Aim of the exercise
Reproduce every entry exactly as shown.

Given data

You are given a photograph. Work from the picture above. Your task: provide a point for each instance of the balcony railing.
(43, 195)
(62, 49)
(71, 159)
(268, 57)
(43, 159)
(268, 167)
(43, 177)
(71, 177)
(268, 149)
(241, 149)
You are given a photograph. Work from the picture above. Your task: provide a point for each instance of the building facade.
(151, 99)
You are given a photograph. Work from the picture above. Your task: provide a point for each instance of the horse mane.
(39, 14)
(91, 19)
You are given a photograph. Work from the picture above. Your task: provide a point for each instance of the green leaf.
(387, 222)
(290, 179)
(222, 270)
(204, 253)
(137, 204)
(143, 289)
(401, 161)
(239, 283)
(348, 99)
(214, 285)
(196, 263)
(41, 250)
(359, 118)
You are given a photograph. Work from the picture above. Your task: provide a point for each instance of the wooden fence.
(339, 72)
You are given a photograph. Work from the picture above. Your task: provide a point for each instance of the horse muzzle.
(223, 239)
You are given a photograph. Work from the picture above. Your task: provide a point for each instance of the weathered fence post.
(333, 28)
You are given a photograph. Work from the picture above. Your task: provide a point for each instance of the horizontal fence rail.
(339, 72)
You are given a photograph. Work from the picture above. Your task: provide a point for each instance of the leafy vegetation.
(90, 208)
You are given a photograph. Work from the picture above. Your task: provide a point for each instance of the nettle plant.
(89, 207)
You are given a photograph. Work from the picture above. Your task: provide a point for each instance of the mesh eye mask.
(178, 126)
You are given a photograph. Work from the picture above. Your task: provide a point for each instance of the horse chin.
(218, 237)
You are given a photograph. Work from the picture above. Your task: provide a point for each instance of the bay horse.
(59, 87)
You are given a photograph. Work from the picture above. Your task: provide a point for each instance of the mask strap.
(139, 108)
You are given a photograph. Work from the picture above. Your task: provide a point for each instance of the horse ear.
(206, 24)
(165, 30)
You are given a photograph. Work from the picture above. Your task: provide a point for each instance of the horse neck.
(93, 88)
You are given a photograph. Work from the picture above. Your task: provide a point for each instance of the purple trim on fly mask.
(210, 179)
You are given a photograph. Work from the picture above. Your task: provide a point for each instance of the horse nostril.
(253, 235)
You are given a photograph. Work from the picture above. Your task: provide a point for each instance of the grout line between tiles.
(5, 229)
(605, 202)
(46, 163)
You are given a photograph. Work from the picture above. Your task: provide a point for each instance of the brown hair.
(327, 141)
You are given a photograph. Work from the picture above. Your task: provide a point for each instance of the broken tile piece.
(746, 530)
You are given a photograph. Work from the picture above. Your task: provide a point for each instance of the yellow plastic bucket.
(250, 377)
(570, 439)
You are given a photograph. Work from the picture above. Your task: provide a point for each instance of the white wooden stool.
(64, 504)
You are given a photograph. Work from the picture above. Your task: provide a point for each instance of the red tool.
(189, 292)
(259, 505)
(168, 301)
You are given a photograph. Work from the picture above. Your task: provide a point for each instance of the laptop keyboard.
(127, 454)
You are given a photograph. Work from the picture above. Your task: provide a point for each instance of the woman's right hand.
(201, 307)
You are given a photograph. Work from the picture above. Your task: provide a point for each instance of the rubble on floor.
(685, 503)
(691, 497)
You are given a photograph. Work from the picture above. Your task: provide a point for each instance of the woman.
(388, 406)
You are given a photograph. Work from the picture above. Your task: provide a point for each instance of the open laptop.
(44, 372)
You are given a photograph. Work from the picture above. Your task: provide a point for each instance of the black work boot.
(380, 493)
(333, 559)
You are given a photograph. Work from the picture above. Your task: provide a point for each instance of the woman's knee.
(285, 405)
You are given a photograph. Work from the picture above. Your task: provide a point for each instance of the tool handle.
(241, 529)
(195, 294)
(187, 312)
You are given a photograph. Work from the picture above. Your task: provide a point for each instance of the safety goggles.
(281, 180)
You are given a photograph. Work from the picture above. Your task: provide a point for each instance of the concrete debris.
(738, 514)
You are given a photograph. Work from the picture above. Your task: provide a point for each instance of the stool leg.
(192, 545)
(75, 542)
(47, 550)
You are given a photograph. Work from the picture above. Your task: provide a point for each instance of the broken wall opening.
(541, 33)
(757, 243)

Completed exercise
You are given a photograph. Work from the picture above. Your task: provide a point for each instance of the balcony railing.
(43, 195)
(62, 49)
(71, 159)
(268, 57)
(43, 159)
(268, 167)
(43, 177)
(71, 177)
(268, 149)
(241, 149)
You are given a photograph. Work from the picture above. Your task: provide a point for each instance of the building facade.
(151, 99)
You are given a photograph. Work from the picture above. Your task: provide a point for each instance of the horse mane.
(39, 14)
(91, 19)
You are given a photograph. Work from the picture above. Your task: provide a point for each instance of the green leaf.
(387, 222)
(290, 179)
(222, 270)
(204, 253)
(137, 204)
(143, 289)
(401, 161)
(239, 283)
(348, 99)
(214, 285)
(196, 263)
(41, 250)
(359, 118)
You are given a photograph. Work from the picture above. Your task: provide a point for each instance of the wooden fence.
(339, 72)
You are given a photograph. Work from the picture above. Your task: provide a point for each instance of the horse muzzle.
(223, 239)
You are given a photograph. Work from the picture above. Your task: provide a point for each instance of the weathered fence post.
(333, 28)
You are given a photograph. Work from the picture above. Your task: provide a point for each instance of the horizontal fence rail.
(339, 72)
You are given a photograph. Work from the picture above. Your task: provide a point for each instance of the leafy vegetation.
(90, 208)
You are given a photograph. Work from the picture above. Your task: provide a point for each instance of the nettle plant.
(89, 207)
You are given a photograph. Work from the picture above. Your task: provide a point for each instance of the mesh eye mask.
(178, 126)
You are given a photograph. Work from the picture above. Your task: provide a point for each instance of the horse chin.
(218, 237)
You are given a photograph. Work from the picture above. Your task: provide a point for each instance of the bay horse.
(59, 87)
You are given a photograph. Work from the picture above. Your task: provide a point for each instance of the mask strap.
(139, 108)
You are given a photograph. Work from the picture above. Your task: provide a point for each instance of the horse ear.
(206, 24)
(165, 30)
You are given a photograph. Work from the picture above. Your task: provide a point for each instance of the horse neck.
(93, 88)
You are given a photograph. Work from the picture above. Your task: provide a point for each instance of the purple trim on fly mask.
(210, 179)
You are given a photograph. Work from the picture above. Your task: provide a point for each instance of the horse nostril.
(253, 235)
You are given a photograph. Work from the picture above. Your task: provide a point for each instance of the grout line between tiles.
(5, 229)
(605, 202)
(46, 163)
You are given a photograph. Work from the picture above. Your task: provide a point for each instance of the brown hair.
(327, 141)
You are given a photograph. Work from the picture above. Your task: provide a point for each instance of the broken tile piece.
(746, 530)
You are given a photograph. Work from the picture above. Your task: provide a point for each instance of the yellow plastic bucket.
(250, 377)
(570, 439)
You are given a photograph. Work from the picture above. Your task: provide a point for each instance of the white wooden stool.
(64, 504)
You are given a photograph. Work from the picture above. Your task: provide a point for each instance of the red tool.
(189, 292)
(259, 505)
(168, 301)
You are given a photograph. Work from the picture above. Your task: provide a point for each instance of the laptop keyboard.
(127, 454)
You are given a photograph. Work from the picture above. Your task: provide a point for each instance of the woman's right hand.
(201, 307)
You are given a photograph. Work from the picture above. Your task: provide a point for each instance of the rubble on floor.
(685, 503)
(691, 497)
You are given a photograph. Work from the picture above. Your task: provide a point for each instance of the woman.
(388, 406)
You are given a photograph. Work from the picture above. Your task: provide a point for each instance of the open laptop.
(44, 372)
You are given a photograph. Work from the picture above. Your task: provide a point for each instance of the black work boot.
(380, 493)
(333, 559)
You are given a photograph. Work from the picture above. Your task: provide a point for each instance of the woman's knee.
(285, 405)
You are given a photograph. Work from the picture above. Your task: provide a point for each instance of the tool handle.
(241, 529)
(195, 294)
(187, 312)
You are given a photograph. Work from the picture above. Your task: provide a point for each instance of the safety goggles.
(281, 180)
You are given a photograph. Work from the picture above. Your task: provide a point for each instance of the concrete debris.
(738, 514)
You are given a photograph. Work from the picture above. Your task: provide a point for each instance of the stool leg.
(192, 545)
(75, 542)
(47, 550)
You are given a photograph. Work from the picture above. Your task: provide a point for each instance of the broken wall opening.
(541, 33)
(757, 243)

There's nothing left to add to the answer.